## INFORMATIONS AFFICHÉES
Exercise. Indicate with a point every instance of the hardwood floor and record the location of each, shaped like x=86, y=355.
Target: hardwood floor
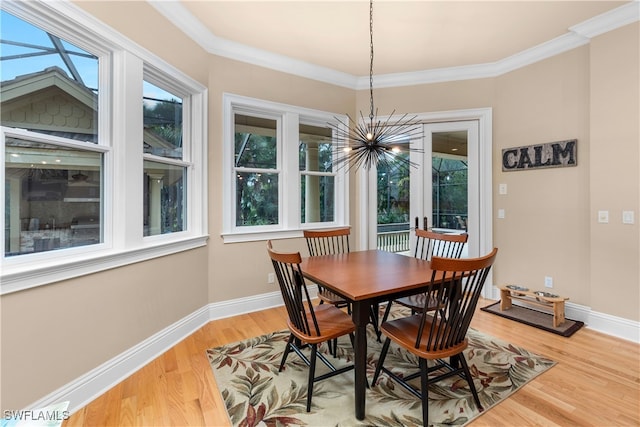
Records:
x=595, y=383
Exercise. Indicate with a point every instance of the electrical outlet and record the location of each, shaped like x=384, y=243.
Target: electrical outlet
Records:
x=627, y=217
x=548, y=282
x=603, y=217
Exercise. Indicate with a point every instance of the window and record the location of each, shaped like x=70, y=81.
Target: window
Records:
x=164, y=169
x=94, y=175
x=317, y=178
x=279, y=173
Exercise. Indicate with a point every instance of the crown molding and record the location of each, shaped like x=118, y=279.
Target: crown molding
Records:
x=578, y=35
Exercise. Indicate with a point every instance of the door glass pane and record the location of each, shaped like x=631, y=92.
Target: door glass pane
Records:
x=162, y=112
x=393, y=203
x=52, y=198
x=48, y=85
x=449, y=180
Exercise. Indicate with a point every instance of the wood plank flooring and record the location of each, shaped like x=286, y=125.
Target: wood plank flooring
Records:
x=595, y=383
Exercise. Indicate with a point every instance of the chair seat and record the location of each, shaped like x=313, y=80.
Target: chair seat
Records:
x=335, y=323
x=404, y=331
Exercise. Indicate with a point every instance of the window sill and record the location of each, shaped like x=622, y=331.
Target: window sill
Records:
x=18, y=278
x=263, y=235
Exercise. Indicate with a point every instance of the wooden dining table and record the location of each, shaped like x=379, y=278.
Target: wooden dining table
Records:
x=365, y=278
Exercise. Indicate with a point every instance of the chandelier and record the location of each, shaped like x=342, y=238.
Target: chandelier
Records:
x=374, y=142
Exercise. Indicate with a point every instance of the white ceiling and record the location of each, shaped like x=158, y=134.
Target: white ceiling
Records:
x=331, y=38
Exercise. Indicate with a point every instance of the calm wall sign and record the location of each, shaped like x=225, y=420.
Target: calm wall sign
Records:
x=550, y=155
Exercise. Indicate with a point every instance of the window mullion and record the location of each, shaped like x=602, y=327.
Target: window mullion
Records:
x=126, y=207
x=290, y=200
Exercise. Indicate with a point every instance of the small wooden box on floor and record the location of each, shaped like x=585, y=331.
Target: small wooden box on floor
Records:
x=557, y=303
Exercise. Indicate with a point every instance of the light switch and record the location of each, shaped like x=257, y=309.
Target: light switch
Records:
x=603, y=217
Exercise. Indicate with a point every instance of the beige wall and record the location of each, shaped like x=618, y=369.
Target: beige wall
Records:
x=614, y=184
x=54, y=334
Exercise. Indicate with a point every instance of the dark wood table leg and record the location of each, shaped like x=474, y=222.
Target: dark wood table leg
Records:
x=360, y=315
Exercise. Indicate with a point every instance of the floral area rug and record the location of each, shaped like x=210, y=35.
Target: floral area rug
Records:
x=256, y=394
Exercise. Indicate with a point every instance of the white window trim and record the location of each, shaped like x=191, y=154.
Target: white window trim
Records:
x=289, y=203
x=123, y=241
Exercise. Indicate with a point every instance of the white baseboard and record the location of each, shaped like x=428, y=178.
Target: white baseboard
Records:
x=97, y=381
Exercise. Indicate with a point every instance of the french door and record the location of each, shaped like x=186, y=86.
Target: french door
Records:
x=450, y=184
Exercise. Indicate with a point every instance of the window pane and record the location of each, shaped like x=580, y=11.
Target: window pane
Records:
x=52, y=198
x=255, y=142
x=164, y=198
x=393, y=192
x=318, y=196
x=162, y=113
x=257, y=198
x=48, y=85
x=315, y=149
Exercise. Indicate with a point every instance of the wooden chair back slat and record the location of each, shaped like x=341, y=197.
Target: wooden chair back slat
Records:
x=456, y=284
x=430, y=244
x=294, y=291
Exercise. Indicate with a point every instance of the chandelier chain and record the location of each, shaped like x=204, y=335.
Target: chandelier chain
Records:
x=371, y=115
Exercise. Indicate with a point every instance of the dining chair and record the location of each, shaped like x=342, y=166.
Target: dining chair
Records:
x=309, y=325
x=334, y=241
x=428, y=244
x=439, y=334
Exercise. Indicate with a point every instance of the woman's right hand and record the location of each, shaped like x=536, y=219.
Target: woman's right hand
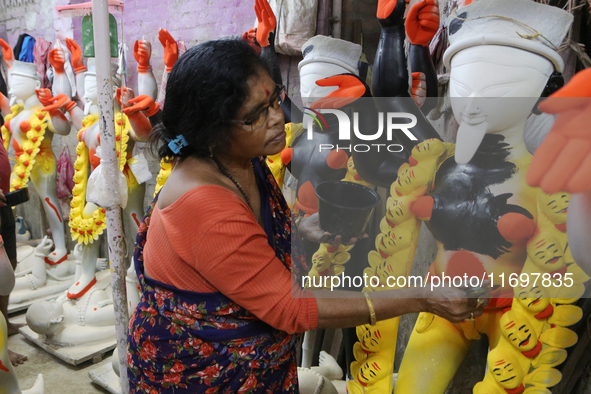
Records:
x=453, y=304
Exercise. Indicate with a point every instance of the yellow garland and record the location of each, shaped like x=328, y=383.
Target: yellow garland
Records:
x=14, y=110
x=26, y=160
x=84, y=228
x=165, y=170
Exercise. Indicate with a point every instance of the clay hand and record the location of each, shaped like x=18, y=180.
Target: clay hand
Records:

## CONSIGNE
Recopiez les lignes allant de celle qui contient « like x=379, y=278. » jusqu'à celle qui contient « x=123, y=241 » incluse, consignes comprises. Décalez de 72 chaque nombre des coordonnées données en réponse, sans modifier les consignes ni leurs exemples de format.

## RÉSULTAT
Exercise. Indicate with a point every instance of the wooden dining table and record the location of each, shaped like x=379, y=278.
Target: wooden dining table
Records:
x=437, y=350
Exercise. Indicate with a point every instance of the chandelier and record the location of each, shaped like x=342, y=238.
Target: chandelier
Records:
x=446, y=214
Exercise. Indicate with a point every instance of the white ceiling and record the location of each, shaped like x=158, y=134.
Target: white ceiling
Records:
x=403, y=110
Exercise. Indicate with a point every instance of the calm wall sign and record the location of each, shaped like x=225, y=420.
Target: calm wall sign
Records:
x=622, y=227
Exercise. Indicate with a point every instance of the window mullion and record the location of each, shaped like x=602, y=327.
Target: window mullion
Records:
x=198, y=279
x=362, y=272
Exercise. Indicate with a point every instance of the small wooden box on floor and record the location of each, shaped like x=585, y=331.
Target: small wooden box on floor
Records:
x=629, y=375
Exercise. Indicate with a point every instance of the light switch and record the location of each, shaped like x=257, y=309.
Target: light switch
Records:
x=675, y=289
Exercise. Indicate with a point every instance of the beige wall and record the location of each, shaped like x=618, y=369.
Target: beige wall
Records:
x=686, y=256
x=126, y=406
Exercise. Indicate with a point every instance of the dark wood table leg and record the location of each, shaped like x=474, y=222.
Target: dark wood table leg
Records:
x=432, y=387
Exercise. Indicate with a point every instance of the floral area rug and record the location of each, shaped like x=210, y=35.
Target: floral area rug
Records:
x=328, y=466
Exercise. Indicate with a point every instance of the white window trim and record the location of each, shaped like x=191, y=154.
Target: white window trim
Records:
x=361, y=275
x=195, y=313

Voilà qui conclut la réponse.